=== AIM OF THE EXERCISE ===
Report how many lines of the records below contain the string "flatbed". Give only the number.

=== INPUT RECORDS ===
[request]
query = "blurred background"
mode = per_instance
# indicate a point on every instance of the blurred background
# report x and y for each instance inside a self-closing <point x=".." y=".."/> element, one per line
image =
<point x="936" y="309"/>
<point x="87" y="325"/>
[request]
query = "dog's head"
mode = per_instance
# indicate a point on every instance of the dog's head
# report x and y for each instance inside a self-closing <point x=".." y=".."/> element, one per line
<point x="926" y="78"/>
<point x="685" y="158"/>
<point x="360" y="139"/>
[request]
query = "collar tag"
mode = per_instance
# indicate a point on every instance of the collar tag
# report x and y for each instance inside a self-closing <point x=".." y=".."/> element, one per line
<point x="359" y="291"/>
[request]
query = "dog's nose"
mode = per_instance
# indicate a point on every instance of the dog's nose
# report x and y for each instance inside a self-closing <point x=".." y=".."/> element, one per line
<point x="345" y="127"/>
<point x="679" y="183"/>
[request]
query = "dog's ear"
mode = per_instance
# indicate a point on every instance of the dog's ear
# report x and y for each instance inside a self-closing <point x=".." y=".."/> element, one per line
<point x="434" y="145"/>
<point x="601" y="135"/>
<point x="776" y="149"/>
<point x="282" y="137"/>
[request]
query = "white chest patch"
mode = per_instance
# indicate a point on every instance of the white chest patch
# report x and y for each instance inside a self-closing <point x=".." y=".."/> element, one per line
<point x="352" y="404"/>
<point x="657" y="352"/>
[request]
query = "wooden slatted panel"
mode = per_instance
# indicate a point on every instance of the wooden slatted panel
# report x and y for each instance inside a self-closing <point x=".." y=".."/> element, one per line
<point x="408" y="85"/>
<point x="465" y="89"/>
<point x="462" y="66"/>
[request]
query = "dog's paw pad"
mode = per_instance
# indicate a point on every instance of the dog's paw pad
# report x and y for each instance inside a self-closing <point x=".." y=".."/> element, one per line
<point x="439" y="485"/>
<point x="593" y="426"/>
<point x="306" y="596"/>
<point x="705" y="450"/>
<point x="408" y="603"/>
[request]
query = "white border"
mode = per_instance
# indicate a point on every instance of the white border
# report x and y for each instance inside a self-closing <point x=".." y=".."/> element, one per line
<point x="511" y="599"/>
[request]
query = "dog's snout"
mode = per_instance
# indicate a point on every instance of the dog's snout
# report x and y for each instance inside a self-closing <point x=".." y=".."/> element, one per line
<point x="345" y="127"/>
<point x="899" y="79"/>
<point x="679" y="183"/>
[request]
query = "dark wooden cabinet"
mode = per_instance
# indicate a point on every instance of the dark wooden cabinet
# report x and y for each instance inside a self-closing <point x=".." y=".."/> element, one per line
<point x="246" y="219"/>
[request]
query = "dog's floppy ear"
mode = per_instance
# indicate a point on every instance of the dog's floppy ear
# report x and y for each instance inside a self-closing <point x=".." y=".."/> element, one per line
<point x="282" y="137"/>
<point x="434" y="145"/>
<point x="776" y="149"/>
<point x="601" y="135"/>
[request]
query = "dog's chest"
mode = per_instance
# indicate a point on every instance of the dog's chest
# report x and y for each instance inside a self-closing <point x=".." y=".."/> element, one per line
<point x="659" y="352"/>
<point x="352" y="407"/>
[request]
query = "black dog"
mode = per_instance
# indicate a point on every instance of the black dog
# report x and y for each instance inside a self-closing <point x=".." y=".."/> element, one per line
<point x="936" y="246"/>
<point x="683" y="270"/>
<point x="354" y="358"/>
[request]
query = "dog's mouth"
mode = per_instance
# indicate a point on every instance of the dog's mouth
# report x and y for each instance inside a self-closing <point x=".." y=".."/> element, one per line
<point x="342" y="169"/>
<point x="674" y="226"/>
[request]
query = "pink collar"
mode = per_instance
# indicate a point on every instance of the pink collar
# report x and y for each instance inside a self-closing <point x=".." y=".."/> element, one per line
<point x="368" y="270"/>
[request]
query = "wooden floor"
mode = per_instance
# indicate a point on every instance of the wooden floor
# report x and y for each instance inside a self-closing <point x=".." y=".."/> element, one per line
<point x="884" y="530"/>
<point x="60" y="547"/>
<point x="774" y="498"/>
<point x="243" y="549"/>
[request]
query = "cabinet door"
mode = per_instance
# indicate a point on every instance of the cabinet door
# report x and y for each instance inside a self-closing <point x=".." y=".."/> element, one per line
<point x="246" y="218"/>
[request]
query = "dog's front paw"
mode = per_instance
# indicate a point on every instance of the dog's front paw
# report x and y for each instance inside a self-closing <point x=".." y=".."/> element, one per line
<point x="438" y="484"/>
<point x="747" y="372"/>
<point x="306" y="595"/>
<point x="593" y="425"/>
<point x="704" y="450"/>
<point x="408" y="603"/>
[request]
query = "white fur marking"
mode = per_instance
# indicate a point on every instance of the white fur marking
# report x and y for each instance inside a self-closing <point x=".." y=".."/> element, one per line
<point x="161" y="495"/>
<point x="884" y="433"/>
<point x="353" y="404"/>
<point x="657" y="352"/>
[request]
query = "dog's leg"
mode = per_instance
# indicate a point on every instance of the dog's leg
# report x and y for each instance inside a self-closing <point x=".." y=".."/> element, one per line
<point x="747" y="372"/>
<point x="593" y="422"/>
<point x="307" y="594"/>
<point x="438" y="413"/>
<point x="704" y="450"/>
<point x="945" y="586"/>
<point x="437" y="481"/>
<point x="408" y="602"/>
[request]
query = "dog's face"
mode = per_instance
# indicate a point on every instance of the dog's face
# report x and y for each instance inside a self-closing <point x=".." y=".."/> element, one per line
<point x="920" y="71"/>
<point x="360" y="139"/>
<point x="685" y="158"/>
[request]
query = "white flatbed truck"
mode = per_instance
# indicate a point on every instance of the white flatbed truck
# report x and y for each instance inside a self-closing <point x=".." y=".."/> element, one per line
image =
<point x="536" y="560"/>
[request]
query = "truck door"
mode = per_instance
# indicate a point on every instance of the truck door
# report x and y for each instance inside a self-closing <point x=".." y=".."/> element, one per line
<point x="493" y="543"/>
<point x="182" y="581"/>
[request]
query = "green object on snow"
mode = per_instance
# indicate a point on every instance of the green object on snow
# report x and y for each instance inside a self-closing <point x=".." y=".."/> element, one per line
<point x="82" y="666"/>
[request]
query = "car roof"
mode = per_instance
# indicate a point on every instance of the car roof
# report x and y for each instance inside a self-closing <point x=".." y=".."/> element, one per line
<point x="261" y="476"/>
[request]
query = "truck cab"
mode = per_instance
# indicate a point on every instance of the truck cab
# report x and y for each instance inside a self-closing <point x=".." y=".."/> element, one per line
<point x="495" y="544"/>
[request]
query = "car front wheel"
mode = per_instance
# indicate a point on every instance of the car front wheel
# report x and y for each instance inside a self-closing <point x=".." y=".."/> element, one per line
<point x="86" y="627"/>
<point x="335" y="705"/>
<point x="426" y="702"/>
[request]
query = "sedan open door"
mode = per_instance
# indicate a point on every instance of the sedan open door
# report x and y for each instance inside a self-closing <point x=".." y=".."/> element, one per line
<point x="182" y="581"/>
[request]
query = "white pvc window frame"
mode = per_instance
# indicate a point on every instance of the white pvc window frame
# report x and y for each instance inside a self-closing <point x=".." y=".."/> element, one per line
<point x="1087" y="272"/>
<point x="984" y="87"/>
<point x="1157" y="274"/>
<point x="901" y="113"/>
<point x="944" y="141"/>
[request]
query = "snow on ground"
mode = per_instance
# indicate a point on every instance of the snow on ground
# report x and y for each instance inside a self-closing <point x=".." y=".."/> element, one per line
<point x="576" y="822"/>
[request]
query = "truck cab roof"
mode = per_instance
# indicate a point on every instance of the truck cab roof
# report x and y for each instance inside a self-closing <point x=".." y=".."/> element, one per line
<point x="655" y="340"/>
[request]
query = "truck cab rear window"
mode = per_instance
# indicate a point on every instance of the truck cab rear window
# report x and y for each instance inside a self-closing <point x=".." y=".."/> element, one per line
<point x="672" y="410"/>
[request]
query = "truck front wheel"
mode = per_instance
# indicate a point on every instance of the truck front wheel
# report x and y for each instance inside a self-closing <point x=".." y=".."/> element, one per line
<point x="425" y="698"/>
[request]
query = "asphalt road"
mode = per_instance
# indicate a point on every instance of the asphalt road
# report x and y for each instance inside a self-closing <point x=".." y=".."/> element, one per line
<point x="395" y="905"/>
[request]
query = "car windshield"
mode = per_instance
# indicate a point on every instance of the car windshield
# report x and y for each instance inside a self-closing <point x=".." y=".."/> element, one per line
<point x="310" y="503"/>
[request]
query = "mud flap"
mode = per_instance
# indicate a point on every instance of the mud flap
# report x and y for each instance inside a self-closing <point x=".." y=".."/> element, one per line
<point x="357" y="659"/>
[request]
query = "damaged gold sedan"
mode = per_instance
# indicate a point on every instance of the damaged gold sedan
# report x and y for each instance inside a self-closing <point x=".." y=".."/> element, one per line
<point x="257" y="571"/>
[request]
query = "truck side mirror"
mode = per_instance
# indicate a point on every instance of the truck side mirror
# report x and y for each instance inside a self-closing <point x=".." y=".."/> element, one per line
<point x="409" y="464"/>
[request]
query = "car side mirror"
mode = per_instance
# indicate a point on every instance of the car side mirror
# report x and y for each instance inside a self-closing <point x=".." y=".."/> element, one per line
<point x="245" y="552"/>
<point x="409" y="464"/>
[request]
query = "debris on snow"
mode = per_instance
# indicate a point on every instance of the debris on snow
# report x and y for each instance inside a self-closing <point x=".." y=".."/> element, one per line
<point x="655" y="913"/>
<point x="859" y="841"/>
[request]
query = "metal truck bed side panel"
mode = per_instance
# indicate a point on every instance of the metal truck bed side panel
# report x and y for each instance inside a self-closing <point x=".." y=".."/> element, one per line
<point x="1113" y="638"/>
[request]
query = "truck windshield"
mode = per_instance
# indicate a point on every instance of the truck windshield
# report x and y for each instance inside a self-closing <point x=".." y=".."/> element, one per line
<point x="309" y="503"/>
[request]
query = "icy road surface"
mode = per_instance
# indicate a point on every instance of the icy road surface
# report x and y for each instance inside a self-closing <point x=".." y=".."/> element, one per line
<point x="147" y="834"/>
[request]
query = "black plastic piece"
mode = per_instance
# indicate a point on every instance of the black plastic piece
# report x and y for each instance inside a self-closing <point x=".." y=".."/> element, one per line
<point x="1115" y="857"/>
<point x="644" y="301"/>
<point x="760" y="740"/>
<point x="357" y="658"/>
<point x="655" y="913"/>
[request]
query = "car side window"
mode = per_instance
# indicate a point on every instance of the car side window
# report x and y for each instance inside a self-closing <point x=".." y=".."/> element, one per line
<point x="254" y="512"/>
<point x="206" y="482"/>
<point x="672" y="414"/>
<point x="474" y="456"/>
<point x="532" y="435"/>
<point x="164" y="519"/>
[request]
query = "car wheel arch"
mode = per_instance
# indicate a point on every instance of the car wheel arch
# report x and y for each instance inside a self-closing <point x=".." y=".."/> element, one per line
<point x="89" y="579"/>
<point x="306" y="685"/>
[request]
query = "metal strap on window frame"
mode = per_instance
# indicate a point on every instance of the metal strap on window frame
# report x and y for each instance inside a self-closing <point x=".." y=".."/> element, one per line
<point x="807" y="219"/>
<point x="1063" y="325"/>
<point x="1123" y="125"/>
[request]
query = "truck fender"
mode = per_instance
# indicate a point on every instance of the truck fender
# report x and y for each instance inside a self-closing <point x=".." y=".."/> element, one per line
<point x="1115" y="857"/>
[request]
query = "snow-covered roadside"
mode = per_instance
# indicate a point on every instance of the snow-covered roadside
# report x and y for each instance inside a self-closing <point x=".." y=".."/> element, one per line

=== TASK SOLUTION ===
2